**What to do**
Repeat the whole listing exactly as written.

═════ Provided data ═════

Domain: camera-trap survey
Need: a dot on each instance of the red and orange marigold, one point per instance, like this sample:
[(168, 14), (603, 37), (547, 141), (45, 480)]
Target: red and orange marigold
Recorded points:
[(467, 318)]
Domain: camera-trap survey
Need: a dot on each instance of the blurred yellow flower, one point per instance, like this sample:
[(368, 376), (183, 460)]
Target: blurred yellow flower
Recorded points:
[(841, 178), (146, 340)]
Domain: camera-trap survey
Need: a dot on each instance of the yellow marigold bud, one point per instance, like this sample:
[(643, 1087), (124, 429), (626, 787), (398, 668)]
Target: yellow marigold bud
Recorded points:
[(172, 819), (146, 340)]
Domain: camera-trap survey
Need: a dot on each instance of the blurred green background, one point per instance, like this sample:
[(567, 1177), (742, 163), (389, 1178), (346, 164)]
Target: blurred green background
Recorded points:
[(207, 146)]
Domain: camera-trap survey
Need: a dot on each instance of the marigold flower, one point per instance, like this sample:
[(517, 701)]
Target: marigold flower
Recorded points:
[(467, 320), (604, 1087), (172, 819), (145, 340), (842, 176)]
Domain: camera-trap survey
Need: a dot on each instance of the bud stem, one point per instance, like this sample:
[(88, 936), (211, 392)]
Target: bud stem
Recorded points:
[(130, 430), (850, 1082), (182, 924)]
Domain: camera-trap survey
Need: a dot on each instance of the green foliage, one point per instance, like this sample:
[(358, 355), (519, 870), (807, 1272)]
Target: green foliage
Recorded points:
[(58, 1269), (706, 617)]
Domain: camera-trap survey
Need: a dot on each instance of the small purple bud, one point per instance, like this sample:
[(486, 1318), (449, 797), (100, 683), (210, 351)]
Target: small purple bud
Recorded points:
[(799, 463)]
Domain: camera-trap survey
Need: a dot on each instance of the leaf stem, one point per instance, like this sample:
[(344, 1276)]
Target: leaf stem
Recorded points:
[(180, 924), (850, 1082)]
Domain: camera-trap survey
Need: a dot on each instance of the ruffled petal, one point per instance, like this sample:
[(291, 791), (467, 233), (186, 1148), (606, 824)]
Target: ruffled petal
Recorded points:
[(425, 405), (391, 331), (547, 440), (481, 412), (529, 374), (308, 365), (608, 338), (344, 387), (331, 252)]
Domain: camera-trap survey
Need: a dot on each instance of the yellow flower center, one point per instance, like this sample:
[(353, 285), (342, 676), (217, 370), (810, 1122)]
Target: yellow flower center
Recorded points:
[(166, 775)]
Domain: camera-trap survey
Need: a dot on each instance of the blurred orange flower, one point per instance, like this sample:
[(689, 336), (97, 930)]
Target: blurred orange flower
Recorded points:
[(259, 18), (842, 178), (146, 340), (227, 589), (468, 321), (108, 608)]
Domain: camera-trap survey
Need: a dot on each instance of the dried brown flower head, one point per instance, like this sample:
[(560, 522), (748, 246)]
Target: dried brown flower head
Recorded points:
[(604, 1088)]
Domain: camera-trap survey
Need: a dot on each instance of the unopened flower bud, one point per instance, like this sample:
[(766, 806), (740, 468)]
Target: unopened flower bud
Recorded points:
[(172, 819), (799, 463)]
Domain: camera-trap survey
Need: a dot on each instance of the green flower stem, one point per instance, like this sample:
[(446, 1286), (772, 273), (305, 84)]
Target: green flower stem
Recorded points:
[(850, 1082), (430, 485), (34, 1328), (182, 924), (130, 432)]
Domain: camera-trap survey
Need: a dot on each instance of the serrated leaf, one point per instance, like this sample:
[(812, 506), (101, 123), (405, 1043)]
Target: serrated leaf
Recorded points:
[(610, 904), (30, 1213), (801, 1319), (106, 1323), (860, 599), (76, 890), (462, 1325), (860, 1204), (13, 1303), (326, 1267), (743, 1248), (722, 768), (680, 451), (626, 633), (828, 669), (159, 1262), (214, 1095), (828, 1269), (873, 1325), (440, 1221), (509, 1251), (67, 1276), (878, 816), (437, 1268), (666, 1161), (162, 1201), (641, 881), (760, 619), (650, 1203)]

═════

**Output**
Domain: camera-trap survey
Need: a dot on each instance of the red and orange marigold, one point per instance, like this sample:
[(168, 14), (603, 37), (547, 141), (45, 480)]
Target: red and orange marigold
Recorded points:
[(467, 318)]
Domain: camera-trap survey
Need: a dot on each instance of the blurred yellow flower, one point per instance, like this sample:
[(368, 376), (183, 460)]
Target: blurred yellow flower
Recorded points:
[(841, 178), (146, 340)]
Domain: camera-trap survey
Need: a dot on each instance of the yellow marigold bud, one point per instance, like this sample:
[(643, 1087), (124, 429), (626, 787), (398, 668)]
Target: yellow marigold bud
Recorded points:
[(172, 819), (146, 340)]
Domain: camera-trap survey
Need: a dot on each instance of the blurred green background, one point per instance, like this sample:
[(567, 1177), (742, 163), (389, 1178), (346, 164)]
Target: blurred green background
Recorded points:
[(207, 146)]
Domain: camera-trap survey
Need: a dot on each instance of the marigold flower, one point per instance, like this sample:
[(517, 701)]
Target: marigold flower
Recorded points:
[(467, 320), (604, 1087), (172, 819), (145, 340), (842, 176)]
Domain: camera-trap survey
Need: a dot on each instance of the bud stem, one point per instance, like this sample:
[(88, 936), (211, 392)]
Target: bud stem
Recorded points:
[(130, 430), (850, 1082), (182, 924)]
Domain: camera-trap survey
Need: a dot on each instance of the green foliage, one point per instance, like this sample:
[(358, 355), (519, 870), (807, 1272)]
Target: green foliage
Recorded points:
[(58, 1269), (706, 617)]
Domain: camera-trap survey
Need: a dot on each instance of the small purple bud, one point per instance, like this sample:
[(486, 1318), (449, 797), (100, 683), (210, 351)]
Target: small purple bud
Recorded points:
[(799, 463)]
Domain: camera-trap survey
Need: a dot on each instance of the leaf stem, one point per instance, like this sample:
[(344, 1276)]
Target: leaf stem
Recorded points:
[(180, 924), (850, 1082)]
Domain: camera-trap survey
Need: a dot on each instance of the ruffled petal, one point per instance, like this sample:
[(291, 791), (467, 233), (186, 1148), (606, 824)]
Target: ruffled petal
Recorded points:
[(425, 405), (391, 331), (547, 440), (481, 412), (529, 374), (308, 365), (608, 338), (344, 387), (331, 252)]
Domain: camera-trap survey
Need: a dot on each instance of the yellow flower center, one point per instance, like this sample:
[(353, 285), (342, 676), (217, 370), (810, 1122)]
Target: yellow flower center
Recorded points:
[(166, 775)]
Domain: camera-trap survey
Need: a dot on each instance of the blurred orange flower, one point per instance, like this sample:
[(689, 336), (97, 930)]
Target: blurred orange flower
Recorded points:
[(259, 18), (842, 178), (146, 340), (227, 589), (468, 321), (108, 608)]
Domain: camera-trap survey
Need: a dot on each instance of the dried brown flower head, one point per instance, like this sample:
[(560, 522), (748, 246)]
Target: dried brown flower head
Recorded points:
[(604, 1088)]
Domain: camera-trap survey
Need: a dot on each instance of the unopened flower bud, one point per instance, like this sample:
[(766, 806), (740, 468)]
Target: unopened flower bud
Recorded points:
[(172, 819), (799, 463)]
Domain: camera-trap survey
Need: a dot on each instance of the green flower stem, one point per instance, like this sample:
[(446, 1286), (772, 273), (305, 84)]
Target: green flower stem
Recorded points:
[(850, 1082), (430, 485), (34, 1328), (182, 924), (130, 432)]
Domain: camera-trap survey
Need: a dot on each instance of the serrated leaf, one point per instance, like this sample:
[(812, 506), (101, 123), (405, 1043)]
Target: serrated leaf
Recorded points:
[(610, 904), (30, 1213), (801, 1319), (106, 1323), (860, 599), (76, 890), (462, 1325), (860, 1204), (13, 1303), (326, 1267), (743, 1248), (722, 768), (680, 451), (626, 633), (828, 669), (159, 1262), (214, 1095), (828, 1269), (873, 1325), (440, 1221), (509, 1251), (67, 1276), (878, 816), (437, 1268), (666, 1161), (162, 1201), (641, 881), (760, 619), (650, 1203)]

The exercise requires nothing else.